Photo-based point labeling data
## Start

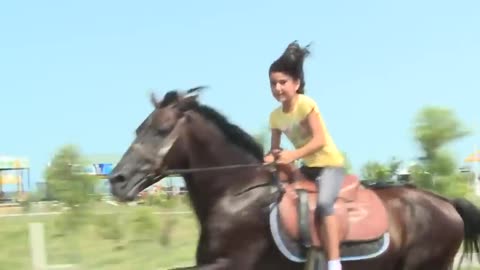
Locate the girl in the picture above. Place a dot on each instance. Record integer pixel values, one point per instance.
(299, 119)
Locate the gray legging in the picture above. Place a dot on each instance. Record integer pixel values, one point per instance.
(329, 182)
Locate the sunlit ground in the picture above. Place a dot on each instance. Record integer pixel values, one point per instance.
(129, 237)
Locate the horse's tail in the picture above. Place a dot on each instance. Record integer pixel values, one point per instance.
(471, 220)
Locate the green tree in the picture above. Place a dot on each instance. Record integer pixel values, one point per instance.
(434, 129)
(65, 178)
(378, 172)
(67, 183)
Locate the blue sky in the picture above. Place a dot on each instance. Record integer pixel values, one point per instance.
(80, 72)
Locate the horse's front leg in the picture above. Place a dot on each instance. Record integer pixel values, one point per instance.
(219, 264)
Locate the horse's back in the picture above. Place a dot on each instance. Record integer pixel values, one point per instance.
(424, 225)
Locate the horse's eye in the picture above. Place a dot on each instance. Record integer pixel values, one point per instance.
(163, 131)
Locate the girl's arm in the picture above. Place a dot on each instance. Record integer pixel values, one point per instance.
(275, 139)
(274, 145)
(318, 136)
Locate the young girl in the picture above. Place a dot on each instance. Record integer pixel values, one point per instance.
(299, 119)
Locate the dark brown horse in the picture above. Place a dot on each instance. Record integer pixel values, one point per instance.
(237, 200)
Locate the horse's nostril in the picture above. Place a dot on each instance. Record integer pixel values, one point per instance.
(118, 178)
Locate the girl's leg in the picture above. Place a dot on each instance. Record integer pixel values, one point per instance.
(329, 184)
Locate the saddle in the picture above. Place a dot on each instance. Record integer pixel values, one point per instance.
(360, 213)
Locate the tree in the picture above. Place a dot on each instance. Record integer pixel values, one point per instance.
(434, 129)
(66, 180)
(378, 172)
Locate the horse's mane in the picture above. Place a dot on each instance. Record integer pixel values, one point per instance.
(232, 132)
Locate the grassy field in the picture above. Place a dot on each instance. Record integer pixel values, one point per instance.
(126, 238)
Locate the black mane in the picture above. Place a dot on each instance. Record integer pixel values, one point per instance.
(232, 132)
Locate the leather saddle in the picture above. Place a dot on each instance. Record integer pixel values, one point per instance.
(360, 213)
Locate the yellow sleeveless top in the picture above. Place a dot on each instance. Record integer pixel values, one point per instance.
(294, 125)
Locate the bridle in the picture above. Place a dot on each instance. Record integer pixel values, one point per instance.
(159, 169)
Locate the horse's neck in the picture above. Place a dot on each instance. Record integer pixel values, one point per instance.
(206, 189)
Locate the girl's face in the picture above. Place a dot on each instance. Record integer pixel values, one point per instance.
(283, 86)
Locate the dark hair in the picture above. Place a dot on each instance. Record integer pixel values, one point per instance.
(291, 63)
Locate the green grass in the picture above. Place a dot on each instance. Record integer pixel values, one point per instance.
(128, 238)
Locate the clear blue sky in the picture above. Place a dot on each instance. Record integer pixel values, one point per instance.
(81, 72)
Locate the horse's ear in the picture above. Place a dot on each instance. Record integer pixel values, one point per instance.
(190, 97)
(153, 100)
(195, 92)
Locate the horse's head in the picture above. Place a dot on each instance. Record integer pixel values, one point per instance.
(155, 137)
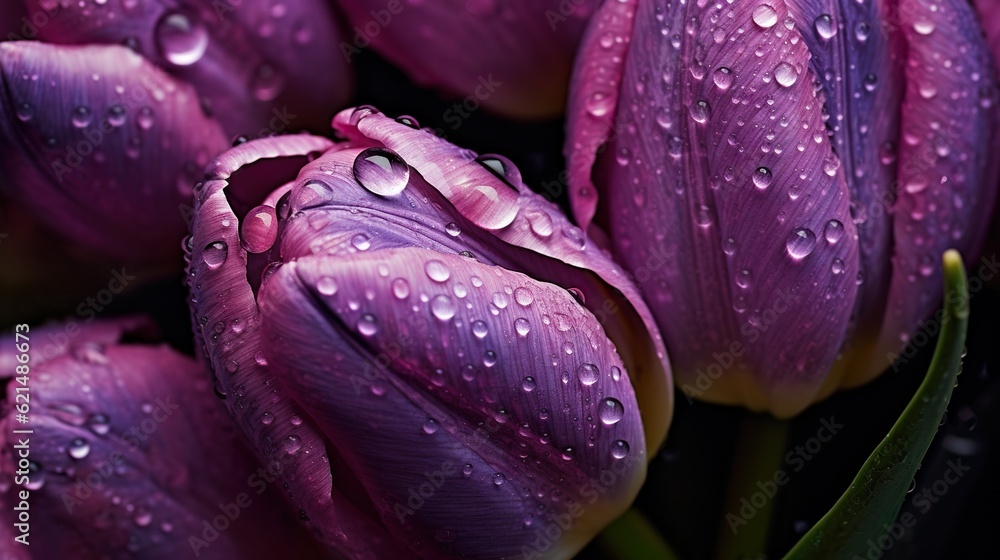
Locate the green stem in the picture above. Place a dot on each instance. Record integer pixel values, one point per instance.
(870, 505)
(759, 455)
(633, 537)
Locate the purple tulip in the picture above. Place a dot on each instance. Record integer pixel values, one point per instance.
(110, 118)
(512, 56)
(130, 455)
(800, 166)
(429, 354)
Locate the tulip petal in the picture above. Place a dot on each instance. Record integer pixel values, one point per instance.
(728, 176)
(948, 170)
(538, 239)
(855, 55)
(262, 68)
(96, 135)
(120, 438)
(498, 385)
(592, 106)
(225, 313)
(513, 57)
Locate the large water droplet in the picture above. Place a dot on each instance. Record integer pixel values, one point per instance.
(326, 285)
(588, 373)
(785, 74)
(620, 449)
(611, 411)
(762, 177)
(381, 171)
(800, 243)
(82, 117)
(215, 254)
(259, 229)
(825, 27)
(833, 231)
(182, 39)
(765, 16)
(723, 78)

## End

Transcribe the records above exactly as they appear, leaving out any pictures.

Locate the girl in the picture above. Place a dot on each instance. Record integer pixel values, one point per instance.
(299, 119)
Locate the gray legging in the picture above. Place a dot on each instance. Record integer pixel values, one point per instance.
(329, 182)
Locate the sunlit ground in the picture above. Place a dot on each instance. Record integer pixel values, one point per instance.
(129, 237)
Locate the horse's tail in the picture above. Place a dot on each instance. Record integer pixel values, one point per instance.
(471, 220)
Locate the green tree in the picture above. Place a dot on each instance. Record integer pixel values, one point per instance.
(434, 129)
(65, 178)
(378, 172)
(67, 183)
Locate the blue sky in the picture above. Place a dot on each instance. Record integer pixel values, one point per instance.
(80, 72)
Locate the horse's front leg in the picture above. Place a dot on each instance. Record integer pixel values, one point per instance.
(219, 264)
Locate the horse's back in the picture above. Place a dot on each instance. Record integer pixel values, one point per instance.
(424, 225)
Locate the horse's eye in the picture above. Place a dot on each instance. Record integer pixel values, one point per instance.
(163, 131)
Locate the girl's arm in the picture above. Place a dot on each instance. Record integer pixel values, one point per instance.
(275, 139)
(274, 145)
(318, 136)
Locate the young girl in the picture above. Place a dot on each instance. Record integer pixel values, one point per instance.
(299, 119)
Locate the dark brown horse in the picture above. Place a dot on each instance. Record integer pixel values, one point per instance.
(237, 200)
Locate the horse's nostril in the picture above. Place a dot on each instance. Record integer pixel values, one point per instance.
(118, 178)
Locate the girl's leg in the picture above. Place a dot on each instance. Record integer pixel values, one point per instance.
(329, 184)
Locate the saddle in the picture above. Place a dot on each instance. Record integer pixel values, one point per instance.
(360, 213)
Locate the tree in the picture above. Place a dot on each instance. Record integer pixel values, one point per instance.
(434, 129)
(66, 180)
(378, 172)
Locate the horse's mane in the picture above. Place a dot on each instance. Record integer pixel values, one point per instance.
(232, 132)
Locate the grassy field in the picture above. Place a dot on each instance. Record integer pixel values, one point per instance.
(126, 238)
Locate the black mane in the picture above. Place a dot on each instance. Record integer pixel values, one point per instance.
(232, 132)
Locate the leather saddle in the picture above. Place a dot on each instance. Record integer pixel values, one point per instance.
(360, 213)
Locate the yellow sleeveless top in the picture above. Place a dot on each instance. Record integer pixel values, one point per instance.
(294, 125)
Locate the bridle in the picture above. Place a dot on each instance. Record integer pixel values, one point per instance.
(159, 169)
Locate the horse's neck in the picture above. Place a dot on each instance. Record integer pixel values, one point per instance.
(206, 189)
Locate the girl's face in the picture above. Place a dot on each instance. Record integer pixel values, one point per instance.
(283, 86)
Locate the dark hair in the picture above. Place a dot on each instance. Record integer pixel values, one point per instance.
(291, 63)
Locate the green grass in the picture above. Place a dot on each instance. Record integer pixel values, one point per instance.
(128, 238)
Locate the clear blue sky in the picture above. Place a dot on each instance. Record integer pixel values, one point per instance.
(81, 72)
Locate the horse's ear in the picture above. Place a dot on each instance. Record integer pixel values, one point per instance.
(190, 97)
(153, 100)
(195, 92)
Locate the horse's head in the picture above. Place a dot on each instance. Record integer pixel values, one point per instance.
(155, 137)
Locate the green stem in the picture above. Place a dot on each instance. Record integer pixel values, one point per instance.
(870, 505)
(759, 455)
(633, 537)
Locate the purple tulip in the picture above. Place a dot on each instance. Record integer pixel values, one point per instance.
(110, 118)
(512, 56)
(130, 455)
(800, 166)
(429, 354)
Locate the tulip petal in the picture above. Place a dot on each instance. Record integer pixel values, one point per instance.
(728, 176)
(948, 170)
(538, 239)
(855, 55)
(262, 68)
(96, 135)
(120, 438)
(498, 385)
(592, 106)
(225, 313)
(513, 57)
Locate the large water droplet in the picture above. Place a dot on each instance. Record integer pixel values, one point per instance.
(326, 285)
(588, 373)
(785, 74)
(620, 449)
(611, 411)
(762, 177)
(381, 171)
(800, 243)
(82, 117)
(215, 254)
(259, 229)
(825, 27)
(833, 231)
(182, 39)
(765, 16)
(723, 78)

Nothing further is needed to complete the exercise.